* **EXERCISE INSTRUCTIONS**: Duplicate the material below line for line, changing nothing.

──────── DATA LISTING ────────

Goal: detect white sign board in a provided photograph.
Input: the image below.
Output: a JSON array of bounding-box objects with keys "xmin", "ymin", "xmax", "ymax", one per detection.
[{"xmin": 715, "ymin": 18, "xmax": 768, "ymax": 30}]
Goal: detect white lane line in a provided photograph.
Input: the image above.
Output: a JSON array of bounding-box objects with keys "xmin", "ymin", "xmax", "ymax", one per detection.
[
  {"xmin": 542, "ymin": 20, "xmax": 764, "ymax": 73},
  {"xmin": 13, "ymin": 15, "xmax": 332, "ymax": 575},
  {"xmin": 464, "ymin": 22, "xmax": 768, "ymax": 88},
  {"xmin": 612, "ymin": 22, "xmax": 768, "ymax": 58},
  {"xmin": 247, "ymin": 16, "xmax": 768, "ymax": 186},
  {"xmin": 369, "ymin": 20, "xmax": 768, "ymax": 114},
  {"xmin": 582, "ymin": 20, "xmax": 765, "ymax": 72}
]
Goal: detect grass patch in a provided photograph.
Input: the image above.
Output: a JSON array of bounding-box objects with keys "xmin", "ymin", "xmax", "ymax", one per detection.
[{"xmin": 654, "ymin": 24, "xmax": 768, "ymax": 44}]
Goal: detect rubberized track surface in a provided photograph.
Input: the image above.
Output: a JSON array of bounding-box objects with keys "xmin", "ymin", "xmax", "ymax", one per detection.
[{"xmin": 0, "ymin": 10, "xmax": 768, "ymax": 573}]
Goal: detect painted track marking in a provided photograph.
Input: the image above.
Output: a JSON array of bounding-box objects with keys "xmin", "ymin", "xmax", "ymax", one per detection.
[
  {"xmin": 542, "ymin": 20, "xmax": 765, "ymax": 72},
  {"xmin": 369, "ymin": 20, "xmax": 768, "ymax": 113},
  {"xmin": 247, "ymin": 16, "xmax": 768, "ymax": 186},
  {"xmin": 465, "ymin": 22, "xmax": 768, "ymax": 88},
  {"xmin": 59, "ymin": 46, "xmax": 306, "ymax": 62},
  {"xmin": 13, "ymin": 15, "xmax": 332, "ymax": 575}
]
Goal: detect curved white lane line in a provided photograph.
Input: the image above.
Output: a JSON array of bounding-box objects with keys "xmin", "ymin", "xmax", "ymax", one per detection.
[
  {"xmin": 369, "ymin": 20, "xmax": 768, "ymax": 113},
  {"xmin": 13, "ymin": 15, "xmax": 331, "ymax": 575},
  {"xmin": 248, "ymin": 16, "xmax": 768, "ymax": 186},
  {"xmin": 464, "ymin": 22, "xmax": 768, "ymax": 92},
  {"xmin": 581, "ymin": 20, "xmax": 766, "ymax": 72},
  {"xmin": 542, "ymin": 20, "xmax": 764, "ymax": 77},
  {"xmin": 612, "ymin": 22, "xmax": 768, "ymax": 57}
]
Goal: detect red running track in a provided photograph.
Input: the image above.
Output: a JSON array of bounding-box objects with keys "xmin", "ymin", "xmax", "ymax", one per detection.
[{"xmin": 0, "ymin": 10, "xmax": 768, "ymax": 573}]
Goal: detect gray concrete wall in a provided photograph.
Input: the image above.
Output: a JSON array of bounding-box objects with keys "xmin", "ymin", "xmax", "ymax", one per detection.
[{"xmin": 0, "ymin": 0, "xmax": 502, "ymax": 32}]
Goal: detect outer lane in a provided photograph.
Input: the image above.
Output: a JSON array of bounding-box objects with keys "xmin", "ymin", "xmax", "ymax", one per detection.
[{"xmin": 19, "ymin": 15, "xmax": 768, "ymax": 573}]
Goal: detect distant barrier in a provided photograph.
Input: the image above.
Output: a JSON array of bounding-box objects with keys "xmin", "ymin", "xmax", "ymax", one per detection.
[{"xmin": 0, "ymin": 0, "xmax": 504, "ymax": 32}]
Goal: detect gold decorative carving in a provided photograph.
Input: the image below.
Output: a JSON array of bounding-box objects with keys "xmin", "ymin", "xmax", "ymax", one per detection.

────────

* **THE REPLY**:
Goal: detect white sign board in a provided photograph.
Input: the image below.
Output: a JSON array of bounding-box objects with keys "xmin", "ymin", "xmax", "ymax", one per detection.
[{"xmin": 715, "ymin": 18, "xmax": 768, "ymax": 30}]
Goal: detect white lane line in a provided photograph.
Input: the image above.
Output: a JSON array of bounding-box objects with keys "xmin", "ymin", "xmax", "ymax", one per detection.
[
  {"xmin": 542, "ymin": 20, "xmax": 764, "ymax": 73},
  {"xmin": 13, "ymin": 15, "xmax": 332, "ymax": 575},
  {"xmin": 464, "ymin": 22, "xmax": 768, "ymax": 88},
  {"xmin": 612, "ymin": 22, "xmax": 768, "ymax": 58},
  {"xmin": 247, "ymin": 16, "xmax": 768, "ymax": 186},
  {"xmin": 369, "ymin": 20, "xmax": 768, "ymax": 114},
  {"xmin": 582, "ymin": 20, "xmax": 765, "ymax": 72}
]
Goal: detect grass patch in a provided photograph.
Input: the image above.
Output: a JSON array of bounding-box objects with keys "xmin", "ymin", "xmax", "ymax", one per detection.
[{"xmin": 654, "ymin": 24, "xmax": 768, "ymax": 44}]
Goal: detect rubberized track surface in a provided photograph.
Input: the image above.
Output: a JSON array of bounding-box objects with keys "xmin", "ymin", "xmax", "ymax", one per detection.
[{"xmin": 0, "ymin": 10, "xmax": 768, "ymax": 573}]
Goal: detect painted track marking in a provided photograph.
Input: the image above.
Output: a JSON array of bounding-box objects with keys "xmin", "ymin", "xmax", "ymax", one per detection.
[
  {"xmin": 542, "ymin": 20, "xmax": 765, "ymax": 72},
  {"xmin": 369, "ymin": 20, "xmax": 768, "ymax": 113},
  {"xmin": 247, "ymin": 16, "xmax": 768, "ymax": 186},
  {"xmin": 465, "ymin": 22, "xmax": 768, "ymax": 88},
  {"xmin": 59, "ymin": 46, "xmax": 306, "ymax": 62},
  {"xmin": 13, "ymin": 15, "xmax": 332, "ymax": 575}
]
Goal: detect curved white lane line in a provided photograph.
Input: the image above.
Output: a JSON array of bounding-box objects with keys "xmin", "ymin", "xmax", "ymax", one per detection.
[
  {"xmin": 369, "ymin": 20, "xmax": 768, "ymax": 113},
  {"xmin": 13, "ymin": 15, "xmax": 331, "ymax": 575},
  {"xmin": 248, "ymin": 16, "xmax": 768, "ymax": 186},
  {"xmin": 464, "ymin": 22, "xmax": 768, "ymax": 92},
  {"xmin": 581, "ymin": 20, "xmax": 766, "ymax": 72},
  {"xmin": 542, "ymin": 20, "xmax": 764, "ymax": 77},
  {"xmin": 612, "ymin": 22, "xmax": 768, "ymax": 57}
]
Goal: detect red running track in a provided photograph.
Input: the image above.
Output: a JSON array of bounding-box objects with keys "xmin", "ymin", "xmax", "ymax", one per detection.
[{"xmin": 0, "ymin": 10, "xmax": 768, "ymax": 573}]
Goal: detect gray concrete wall in a provided photograph.
Input: the image above.
Output: a JSON array of bounding-box objects with keys "xmin", "ymin", "xmax", "ymax", one per detection.
[{"xmin": 0, "ymin": 0, "xmax": 502, "ymax": 32}]
Goal: detect outer lane in a provided photograph.
Input: the image above.
Output: a JSON array of bounding-box objects with keys "xmin", "ymin", "xmax", "ymax", one per detection.
[{"xmin": 19, "ymin": 15, "xmax": 768, "ymax": 573}]
Goal: detect distant barrier in a provided photograph.
Input: the image above.
Output: a JSON array of bounding-box objects with keys "xmin", "ymin", "xmax", "ymax", one per detection.
[{"xmin": 0, "ymin": 0, "xmax": 504, "ymax": 32}]
Goal: detect gold decorative carving in a provided photograph.
Input: the image below.
Output: a JSON array of bounding-box objects with keys "xmin", "ymin", "xmax", "ymax", one per detection.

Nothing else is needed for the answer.